[Extracted records]
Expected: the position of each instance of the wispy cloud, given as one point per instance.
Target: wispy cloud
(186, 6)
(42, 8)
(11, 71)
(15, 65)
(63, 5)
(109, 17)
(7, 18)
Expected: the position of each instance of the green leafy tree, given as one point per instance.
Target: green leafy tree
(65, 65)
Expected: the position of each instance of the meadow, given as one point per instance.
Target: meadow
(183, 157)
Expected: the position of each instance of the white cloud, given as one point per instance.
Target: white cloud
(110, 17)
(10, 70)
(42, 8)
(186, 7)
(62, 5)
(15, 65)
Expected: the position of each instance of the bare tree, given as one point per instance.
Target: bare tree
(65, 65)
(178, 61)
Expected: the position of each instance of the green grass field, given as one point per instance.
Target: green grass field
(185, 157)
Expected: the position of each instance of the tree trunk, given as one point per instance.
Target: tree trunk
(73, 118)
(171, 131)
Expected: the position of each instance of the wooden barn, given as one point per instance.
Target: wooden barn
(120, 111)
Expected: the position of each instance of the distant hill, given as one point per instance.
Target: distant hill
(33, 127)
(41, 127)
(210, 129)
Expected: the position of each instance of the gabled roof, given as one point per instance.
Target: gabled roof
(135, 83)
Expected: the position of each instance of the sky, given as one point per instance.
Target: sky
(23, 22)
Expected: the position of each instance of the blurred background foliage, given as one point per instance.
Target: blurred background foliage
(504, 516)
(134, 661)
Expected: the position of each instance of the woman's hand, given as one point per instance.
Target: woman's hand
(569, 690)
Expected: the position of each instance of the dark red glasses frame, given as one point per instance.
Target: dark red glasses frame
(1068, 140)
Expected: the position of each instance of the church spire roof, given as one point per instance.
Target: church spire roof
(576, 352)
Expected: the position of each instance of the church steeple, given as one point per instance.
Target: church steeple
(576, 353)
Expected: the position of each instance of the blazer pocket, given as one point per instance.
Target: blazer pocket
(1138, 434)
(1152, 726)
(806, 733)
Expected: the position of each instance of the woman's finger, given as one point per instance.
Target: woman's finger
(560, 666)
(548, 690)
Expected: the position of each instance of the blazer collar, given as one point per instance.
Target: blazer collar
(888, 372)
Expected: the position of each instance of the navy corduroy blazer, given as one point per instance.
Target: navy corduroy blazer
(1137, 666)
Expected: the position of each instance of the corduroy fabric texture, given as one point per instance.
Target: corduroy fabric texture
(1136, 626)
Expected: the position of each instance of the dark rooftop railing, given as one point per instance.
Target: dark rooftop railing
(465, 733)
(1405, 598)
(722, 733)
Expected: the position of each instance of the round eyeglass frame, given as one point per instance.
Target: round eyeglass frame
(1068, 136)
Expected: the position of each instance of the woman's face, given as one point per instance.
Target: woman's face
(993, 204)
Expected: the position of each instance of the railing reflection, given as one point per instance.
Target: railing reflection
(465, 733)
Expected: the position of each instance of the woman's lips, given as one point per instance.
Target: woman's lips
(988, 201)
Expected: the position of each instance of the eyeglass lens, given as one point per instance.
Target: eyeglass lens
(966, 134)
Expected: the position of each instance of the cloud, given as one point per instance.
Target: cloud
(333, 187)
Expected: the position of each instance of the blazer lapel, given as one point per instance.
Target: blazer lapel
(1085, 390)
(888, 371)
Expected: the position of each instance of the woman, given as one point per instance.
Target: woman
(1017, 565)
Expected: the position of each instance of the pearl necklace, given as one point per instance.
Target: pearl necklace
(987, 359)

### WORK TASK:
Lines before the one containing "lapel, given as one point per instance." are to be left out; that line and every line after it through the end of the data should be copied exactly.

### EXPECTED OUTPUT:
Expected: the position of each instance of the blazer lapel, given as one point per instance.
Target: blazer lapel
(1085, 390)
(888, 371)
Expected: the position of each instance of the woman, given as one point per instance.
Target: woman
(1017, 565)
Expected: the position of each instance of the pearl necklace, given as one point per instance.
Target: pearl necklace
(987, 359)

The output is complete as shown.